* [Problem requirements]: Convert every line of the records below into a Markdown table with the columns n and Line, numbering the rows in order and skipping blank lines.

* [Dataset records]:

— START —

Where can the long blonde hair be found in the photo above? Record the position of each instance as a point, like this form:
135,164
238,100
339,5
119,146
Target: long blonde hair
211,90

— END —

* [Solution to the exercise]:
| n | Line |
|---|---|
| 1 | Where can the long blonde hair be found in the photo above? Record the position of each instance as a point, like this form: |
| 2 | 135,164 |
| 3 | 238,100 |
| 4 | 339,5 |
| 5 | 119,146 |
| 6 | Target: long blonde hair |
| 7 | 211,90 |